> _What the exercise asks_: From the records below, pick out and reproduce each line that contains the word "shoulder".
┌─ Data entries
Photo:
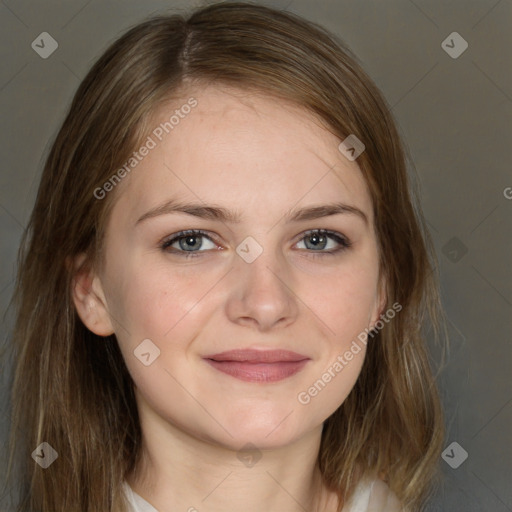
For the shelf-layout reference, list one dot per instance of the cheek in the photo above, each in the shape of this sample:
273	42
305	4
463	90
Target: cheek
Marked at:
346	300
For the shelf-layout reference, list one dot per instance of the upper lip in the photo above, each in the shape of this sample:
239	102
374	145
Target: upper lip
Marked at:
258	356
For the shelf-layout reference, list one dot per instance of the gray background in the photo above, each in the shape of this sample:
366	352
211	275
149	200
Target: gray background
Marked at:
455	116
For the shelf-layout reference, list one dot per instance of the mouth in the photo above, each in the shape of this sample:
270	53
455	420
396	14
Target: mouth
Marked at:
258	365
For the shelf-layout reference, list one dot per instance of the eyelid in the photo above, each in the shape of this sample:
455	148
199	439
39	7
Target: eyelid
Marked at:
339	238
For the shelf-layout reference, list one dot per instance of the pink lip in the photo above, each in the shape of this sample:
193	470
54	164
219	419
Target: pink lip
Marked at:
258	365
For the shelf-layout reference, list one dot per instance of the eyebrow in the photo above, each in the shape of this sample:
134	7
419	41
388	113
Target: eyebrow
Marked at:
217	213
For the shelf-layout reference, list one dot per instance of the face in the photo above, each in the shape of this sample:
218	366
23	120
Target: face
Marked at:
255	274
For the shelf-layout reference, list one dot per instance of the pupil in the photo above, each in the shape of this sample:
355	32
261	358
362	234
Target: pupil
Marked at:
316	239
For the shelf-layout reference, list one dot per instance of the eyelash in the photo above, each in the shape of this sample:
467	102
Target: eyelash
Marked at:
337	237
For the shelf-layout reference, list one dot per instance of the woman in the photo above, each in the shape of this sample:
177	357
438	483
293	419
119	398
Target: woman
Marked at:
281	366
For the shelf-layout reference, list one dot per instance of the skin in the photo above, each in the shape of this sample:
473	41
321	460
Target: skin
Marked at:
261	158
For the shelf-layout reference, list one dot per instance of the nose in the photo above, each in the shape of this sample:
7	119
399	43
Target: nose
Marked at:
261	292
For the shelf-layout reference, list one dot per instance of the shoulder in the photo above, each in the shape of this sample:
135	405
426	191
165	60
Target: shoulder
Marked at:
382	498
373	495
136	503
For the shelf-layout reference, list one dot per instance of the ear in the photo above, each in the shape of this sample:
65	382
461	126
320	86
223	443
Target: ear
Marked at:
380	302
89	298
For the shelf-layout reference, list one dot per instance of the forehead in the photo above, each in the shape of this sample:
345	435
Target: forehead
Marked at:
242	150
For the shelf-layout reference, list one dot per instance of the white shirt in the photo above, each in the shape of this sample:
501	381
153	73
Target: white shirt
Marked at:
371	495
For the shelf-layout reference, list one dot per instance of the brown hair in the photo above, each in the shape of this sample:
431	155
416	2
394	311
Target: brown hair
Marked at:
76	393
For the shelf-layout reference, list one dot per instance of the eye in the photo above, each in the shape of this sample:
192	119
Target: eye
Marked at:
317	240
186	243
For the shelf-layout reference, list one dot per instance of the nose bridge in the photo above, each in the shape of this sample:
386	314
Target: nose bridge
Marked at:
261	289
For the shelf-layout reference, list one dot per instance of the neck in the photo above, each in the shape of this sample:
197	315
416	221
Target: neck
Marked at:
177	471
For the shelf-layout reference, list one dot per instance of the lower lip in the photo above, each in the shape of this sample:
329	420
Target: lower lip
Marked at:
└─
┌─ Data entries
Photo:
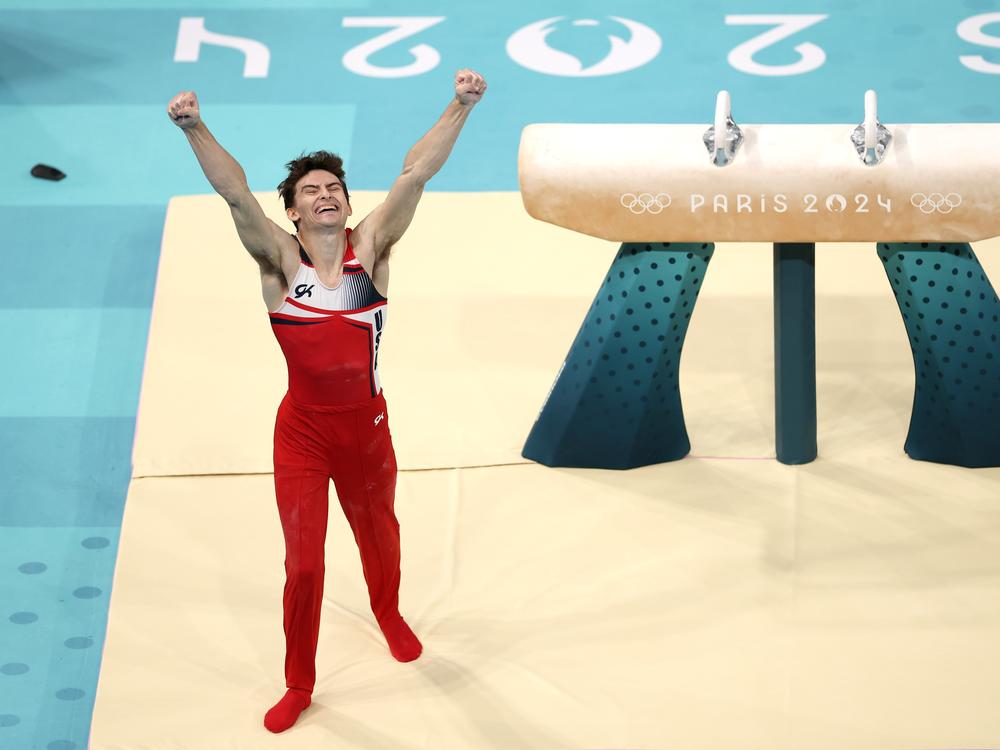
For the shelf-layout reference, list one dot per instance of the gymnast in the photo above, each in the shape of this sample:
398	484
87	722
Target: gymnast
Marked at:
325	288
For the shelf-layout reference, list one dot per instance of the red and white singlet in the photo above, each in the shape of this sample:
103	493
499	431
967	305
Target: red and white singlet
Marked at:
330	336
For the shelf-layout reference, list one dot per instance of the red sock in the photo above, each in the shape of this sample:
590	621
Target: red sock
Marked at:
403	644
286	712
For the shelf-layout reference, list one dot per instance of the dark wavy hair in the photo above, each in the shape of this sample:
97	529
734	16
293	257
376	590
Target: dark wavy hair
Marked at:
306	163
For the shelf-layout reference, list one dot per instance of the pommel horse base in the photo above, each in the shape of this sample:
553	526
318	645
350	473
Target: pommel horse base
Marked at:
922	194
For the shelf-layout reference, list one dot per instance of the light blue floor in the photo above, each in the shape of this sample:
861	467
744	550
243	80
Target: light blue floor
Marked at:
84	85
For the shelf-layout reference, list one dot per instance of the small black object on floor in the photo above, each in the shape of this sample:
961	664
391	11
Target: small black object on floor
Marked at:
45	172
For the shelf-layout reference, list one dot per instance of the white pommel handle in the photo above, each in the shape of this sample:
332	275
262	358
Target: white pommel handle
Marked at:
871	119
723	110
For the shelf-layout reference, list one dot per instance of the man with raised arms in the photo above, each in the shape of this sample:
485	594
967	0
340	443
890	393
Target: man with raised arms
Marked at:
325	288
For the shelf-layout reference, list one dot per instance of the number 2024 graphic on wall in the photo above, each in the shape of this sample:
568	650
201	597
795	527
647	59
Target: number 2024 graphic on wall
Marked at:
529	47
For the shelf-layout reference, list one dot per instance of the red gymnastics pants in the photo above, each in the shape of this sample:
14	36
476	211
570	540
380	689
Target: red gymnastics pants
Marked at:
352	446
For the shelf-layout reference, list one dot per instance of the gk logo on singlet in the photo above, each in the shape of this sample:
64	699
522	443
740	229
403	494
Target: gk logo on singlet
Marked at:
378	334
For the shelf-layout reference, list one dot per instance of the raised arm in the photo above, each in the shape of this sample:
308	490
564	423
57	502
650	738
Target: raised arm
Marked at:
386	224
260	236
└─
> _Response to this task_:
For the shelf-layout reference, list one dot per instance of the shoulder in the photo above, each in the shape of this sample:
Target: shoulder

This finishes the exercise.